▸ WHAT TO WORK ON
Please reproduce every one of the rows below word for word, without changing anything.

▸ DATA PROVIDED

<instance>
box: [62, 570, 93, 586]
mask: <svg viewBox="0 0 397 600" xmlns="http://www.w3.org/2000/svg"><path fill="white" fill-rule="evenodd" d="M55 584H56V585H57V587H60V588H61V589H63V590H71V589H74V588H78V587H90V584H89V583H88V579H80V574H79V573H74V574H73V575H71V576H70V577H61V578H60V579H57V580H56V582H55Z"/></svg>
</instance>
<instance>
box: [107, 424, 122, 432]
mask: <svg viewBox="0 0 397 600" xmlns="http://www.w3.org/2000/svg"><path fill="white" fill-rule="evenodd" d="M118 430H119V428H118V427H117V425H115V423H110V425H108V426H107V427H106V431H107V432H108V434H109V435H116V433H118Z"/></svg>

▸ TASK RESULT
<instance>
box: [62, 570, 93, 586]
mask: <svg viewBox="0 0 397 600" xmlns="http://www.w3.org/2000/svg"><path fill="white" fill-rule="evenodd" d="M55 584H56V585H57V587H60V588H61V589H63V590H71V589H74V588H78V587H90V584H89V583H88V579H80V574H79V573H74V574H73V575H71V576H70V577H61V578H60V579H57V580H56V582H55Z"/></svg>
</instance>
<instance>
box: [107, 424, 122, 432]
mask: <svg viewBox="0 0 397 600" xmlns="http://www.w3.org/2000/svg"><path fill="white" fill-rule="evenodd" d="M118 430H119V428H118V427H117V425H115V423H110V425H108V426H107V427H106V431H107V432H108V434H109V435H116V433H118Z"/></svg>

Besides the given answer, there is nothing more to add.